=== DIRECTIONS FOR THIS TASK ===
Lay out the material from the line with "mask job: brown horse" to the line with "Give the mask of every instance of the brown", both included, as a numbered list without blank lines. Leave the pictures out.
-- BEGIN INPUT RECORDS --
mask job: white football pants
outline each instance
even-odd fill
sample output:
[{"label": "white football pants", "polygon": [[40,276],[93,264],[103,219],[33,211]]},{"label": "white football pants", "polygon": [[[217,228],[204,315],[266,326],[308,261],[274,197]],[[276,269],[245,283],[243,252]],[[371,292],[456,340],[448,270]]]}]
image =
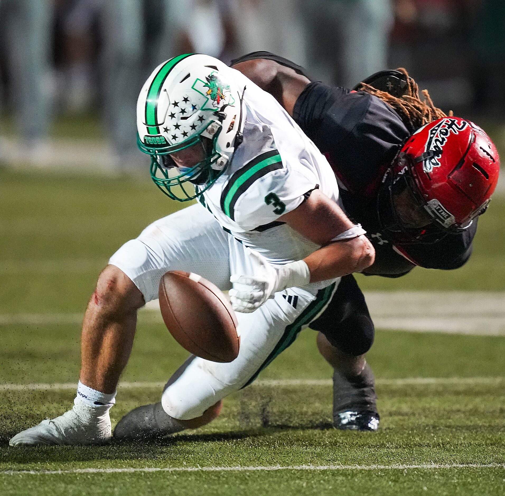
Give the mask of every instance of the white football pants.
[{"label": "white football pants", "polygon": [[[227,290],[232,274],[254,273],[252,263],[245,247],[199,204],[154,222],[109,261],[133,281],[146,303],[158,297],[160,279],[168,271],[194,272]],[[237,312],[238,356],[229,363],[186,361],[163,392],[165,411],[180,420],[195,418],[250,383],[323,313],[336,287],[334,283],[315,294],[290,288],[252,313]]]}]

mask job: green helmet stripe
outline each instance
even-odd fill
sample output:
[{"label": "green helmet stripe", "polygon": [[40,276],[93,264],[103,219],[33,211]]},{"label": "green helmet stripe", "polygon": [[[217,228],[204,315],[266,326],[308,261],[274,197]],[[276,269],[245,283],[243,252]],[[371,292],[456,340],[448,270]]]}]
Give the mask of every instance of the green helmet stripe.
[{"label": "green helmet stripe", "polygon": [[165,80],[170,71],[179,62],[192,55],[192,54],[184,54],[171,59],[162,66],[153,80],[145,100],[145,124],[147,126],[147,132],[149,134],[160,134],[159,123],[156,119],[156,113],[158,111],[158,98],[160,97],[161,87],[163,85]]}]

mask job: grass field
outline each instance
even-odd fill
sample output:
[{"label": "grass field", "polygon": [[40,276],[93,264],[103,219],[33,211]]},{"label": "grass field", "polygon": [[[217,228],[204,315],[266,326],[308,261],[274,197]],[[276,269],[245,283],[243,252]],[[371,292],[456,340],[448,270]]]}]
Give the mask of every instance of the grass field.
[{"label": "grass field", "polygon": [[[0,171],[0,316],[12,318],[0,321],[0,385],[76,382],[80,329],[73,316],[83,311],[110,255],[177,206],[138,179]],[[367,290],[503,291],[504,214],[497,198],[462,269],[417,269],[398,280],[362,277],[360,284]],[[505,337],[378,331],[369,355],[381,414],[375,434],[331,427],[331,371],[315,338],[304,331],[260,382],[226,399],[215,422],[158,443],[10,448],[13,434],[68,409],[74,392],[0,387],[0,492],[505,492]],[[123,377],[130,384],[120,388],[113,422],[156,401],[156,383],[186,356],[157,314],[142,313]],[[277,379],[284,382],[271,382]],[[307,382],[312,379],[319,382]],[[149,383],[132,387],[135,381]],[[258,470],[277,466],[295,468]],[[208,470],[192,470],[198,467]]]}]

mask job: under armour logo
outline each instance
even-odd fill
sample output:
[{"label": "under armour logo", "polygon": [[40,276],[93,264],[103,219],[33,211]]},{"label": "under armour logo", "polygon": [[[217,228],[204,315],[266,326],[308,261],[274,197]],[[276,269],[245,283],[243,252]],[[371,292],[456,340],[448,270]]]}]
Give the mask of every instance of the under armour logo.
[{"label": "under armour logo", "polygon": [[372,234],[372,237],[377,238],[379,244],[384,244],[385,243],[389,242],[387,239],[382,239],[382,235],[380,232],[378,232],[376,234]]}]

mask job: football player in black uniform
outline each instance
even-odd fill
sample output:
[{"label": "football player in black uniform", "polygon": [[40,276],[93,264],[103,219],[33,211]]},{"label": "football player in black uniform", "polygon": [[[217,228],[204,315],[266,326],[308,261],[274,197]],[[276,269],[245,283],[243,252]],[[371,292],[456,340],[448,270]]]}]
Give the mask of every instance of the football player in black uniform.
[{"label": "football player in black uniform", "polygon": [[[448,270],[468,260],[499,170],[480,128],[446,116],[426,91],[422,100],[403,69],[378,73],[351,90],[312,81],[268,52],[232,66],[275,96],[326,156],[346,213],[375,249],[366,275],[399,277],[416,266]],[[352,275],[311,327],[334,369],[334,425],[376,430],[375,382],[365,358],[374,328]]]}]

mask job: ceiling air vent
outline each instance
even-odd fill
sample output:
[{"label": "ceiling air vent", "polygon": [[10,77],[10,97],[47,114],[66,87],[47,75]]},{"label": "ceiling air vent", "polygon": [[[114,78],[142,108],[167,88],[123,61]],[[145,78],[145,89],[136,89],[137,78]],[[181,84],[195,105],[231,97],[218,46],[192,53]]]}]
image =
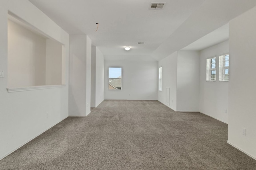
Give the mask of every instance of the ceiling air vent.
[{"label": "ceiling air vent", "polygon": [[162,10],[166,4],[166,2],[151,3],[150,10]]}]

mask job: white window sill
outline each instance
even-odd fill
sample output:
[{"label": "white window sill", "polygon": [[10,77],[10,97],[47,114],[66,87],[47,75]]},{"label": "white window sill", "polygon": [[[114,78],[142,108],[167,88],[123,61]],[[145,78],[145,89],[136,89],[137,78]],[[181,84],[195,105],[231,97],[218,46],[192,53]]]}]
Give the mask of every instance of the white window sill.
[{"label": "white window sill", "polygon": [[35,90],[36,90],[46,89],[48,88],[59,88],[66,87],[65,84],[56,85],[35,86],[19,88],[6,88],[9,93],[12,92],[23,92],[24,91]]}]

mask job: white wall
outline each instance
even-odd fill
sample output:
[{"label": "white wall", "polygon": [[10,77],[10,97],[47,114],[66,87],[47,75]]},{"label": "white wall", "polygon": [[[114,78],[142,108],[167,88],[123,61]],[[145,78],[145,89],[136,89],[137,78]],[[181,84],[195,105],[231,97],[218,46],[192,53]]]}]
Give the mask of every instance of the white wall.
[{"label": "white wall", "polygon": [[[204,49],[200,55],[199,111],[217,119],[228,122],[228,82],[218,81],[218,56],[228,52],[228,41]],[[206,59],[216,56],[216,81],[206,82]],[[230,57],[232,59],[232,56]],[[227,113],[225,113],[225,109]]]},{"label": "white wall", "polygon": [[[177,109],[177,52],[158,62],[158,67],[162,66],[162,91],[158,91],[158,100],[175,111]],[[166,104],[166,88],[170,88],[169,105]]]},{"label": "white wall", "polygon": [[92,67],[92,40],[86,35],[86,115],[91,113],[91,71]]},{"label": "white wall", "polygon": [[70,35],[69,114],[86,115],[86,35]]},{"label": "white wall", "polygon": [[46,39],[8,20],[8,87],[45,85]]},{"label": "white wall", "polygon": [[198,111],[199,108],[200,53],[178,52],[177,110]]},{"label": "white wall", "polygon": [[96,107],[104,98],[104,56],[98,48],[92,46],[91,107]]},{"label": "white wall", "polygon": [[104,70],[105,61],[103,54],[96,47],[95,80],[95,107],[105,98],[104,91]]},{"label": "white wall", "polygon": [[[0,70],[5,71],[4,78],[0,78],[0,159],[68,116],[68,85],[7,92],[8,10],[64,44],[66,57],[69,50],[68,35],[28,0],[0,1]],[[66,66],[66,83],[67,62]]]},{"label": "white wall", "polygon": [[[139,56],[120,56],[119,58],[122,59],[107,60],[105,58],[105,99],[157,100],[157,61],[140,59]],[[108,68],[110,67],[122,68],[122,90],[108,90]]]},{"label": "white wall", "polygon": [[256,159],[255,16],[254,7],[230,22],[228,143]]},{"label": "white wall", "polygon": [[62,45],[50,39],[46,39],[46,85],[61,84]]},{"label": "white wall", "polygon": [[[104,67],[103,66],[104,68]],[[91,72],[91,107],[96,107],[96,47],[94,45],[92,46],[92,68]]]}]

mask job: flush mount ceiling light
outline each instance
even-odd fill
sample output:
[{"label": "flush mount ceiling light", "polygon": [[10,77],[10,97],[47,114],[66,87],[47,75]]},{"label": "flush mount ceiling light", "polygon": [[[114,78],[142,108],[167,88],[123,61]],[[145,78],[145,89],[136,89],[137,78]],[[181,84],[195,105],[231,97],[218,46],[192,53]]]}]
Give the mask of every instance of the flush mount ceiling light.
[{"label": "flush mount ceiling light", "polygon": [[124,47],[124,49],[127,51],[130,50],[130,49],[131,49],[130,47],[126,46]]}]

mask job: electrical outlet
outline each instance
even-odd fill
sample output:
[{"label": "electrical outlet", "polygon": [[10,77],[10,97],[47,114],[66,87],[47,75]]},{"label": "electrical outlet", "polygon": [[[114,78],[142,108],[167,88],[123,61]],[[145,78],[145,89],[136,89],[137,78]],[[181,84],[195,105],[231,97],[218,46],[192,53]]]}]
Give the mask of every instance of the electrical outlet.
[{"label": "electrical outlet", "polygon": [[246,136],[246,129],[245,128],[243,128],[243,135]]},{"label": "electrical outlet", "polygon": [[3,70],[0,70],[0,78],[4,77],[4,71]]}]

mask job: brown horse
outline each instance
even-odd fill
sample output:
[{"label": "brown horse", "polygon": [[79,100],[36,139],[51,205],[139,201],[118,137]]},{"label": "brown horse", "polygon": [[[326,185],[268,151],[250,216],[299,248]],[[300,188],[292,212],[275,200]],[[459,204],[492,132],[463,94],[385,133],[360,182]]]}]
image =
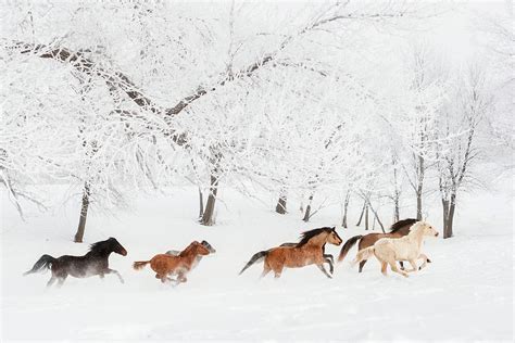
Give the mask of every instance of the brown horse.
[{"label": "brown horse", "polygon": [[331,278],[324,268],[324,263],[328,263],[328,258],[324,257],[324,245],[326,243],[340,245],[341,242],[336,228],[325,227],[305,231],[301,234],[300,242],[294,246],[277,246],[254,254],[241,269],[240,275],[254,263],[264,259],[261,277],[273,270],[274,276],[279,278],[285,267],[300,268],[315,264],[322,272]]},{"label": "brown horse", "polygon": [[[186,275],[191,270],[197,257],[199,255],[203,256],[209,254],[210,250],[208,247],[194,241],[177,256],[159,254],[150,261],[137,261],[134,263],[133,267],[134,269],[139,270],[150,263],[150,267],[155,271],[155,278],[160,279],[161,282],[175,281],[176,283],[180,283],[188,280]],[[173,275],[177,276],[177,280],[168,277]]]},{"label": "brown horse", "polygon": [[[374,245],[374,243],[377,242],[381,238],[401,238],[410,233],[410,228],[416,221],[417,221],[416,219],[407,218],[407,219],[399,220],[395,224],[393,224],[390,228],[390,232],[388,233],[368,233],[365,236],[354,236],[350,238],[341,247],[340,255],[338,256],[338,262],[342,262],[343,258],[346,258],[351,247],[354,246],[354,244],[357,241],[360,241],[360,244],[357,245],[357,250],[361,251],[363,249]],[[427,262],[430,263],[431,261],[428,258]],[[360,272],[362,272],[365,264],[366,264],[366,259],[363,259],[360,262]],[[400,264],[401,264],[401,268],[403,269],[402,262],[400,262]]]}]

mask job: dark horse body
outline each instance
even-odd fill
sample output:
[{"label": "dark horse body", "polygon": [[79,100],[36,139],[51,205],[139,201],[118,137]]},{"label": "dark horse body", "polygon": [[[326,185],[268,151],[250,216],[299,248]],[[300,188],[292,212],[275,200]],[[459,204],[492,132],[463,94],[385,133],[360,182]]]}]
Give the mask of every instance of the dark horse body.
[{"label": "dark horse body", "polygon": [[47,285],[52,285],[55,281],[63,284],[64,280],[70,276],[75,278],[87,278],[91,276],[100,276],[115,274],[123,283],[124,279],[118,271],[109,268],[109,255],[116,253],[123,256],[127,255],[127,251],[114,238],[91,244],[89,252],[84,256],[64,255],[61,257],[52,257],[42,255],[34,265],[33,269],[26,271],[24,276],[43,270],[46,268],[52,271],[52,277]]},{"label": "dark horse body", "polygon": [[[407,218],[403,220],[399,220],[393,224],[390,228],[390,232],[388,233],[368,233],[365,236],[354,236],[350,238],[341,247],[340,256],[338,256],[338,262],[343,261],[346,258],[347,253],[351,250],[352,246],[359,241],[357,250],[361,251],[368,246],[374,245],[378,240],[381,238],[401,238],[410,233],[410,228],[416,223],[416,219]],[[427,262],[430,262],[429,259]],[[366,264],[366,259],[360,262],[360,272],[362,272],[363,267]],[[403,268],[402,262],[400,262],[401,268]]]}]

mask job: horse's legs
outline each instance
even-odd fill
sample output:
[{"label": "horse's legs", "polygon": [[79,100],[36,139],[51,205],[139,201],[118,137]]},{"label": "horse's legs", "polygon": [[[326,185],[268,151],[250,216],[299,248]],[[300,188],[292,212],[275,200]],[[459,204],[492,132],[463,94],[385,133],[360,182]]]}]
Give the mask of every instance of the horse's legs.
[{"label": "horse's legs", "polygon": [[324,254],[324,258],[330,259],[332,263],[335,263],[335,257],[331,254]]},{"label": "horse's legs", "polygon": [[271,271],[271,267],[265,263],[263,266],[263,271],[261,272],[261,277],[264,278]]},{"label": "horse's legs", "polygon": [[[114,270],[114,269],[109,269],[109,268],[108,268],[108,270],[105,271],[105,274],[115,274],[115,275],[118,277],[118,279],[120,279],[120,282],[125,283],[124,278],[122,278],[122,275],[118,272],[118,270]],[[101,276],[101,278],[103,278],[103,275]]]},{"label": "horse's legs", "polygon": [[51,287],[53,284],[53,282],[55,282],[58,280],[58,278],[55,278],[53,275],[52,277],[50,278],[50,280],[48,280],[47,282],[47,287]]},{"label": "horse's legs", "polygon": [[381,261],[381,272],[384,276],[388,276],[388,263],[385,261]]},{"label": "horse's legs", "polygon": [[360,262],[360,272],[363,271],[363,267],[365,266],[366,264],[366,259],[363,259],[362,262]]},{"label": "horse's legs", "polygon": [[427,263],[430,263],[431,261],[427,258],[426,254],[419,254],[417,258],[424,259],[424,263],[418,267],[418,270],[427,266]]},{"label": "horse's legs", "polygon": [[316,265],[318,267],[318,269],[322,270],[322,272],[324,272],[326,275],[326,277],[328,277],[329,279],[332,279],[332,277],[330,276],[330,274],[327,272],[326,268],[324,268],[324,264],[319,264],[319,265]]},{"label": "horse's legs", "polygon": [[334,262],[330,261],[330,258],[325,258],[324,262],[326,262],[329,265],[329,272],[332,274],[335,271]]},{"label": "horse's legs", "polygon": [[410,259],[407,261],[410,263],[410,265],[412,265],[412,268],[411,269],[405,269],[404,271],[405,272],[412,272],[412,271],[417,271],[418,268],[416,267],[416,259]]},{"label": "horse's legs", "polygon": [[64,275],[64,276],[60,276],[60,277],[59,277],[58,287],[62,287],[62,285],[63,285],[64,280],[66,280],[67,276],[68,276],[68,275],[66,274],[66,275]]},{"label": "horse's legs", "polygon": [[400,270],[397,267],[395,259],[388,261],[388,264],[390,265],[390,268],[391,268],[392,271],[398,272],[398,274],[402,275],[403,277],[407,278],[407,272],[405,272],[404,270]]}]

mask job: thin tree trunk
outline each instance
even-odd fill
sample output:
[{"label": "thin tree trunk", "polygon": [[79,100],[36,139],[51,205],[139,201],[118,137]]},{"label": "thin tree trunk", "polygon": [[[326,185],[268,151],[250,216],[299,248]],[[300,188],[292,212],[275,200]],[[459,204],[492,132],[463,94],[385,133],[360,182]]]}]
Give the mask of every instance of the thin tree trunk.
-- END INPUT RECORDS --
=== SOLUTION TO THIS PROBLEM ===
1. mask job: brown horse
2. outline each instance
3. even-odd fill
4. sample output:
5. [{"label": "brown horse", "polygon": [[79,100],[36,139],[51,205],[139,201],[118,137]]},{"label": "brown horse", "polygon": [[[326,185],[268,151],[250,216],[299,248]],[[300,188],[292,212],[275,200]],[[459,204],[492,132],[463,94],[385,133],[360,182]]]}]
6. image =
7. Give the mask of every instance of the brown horse.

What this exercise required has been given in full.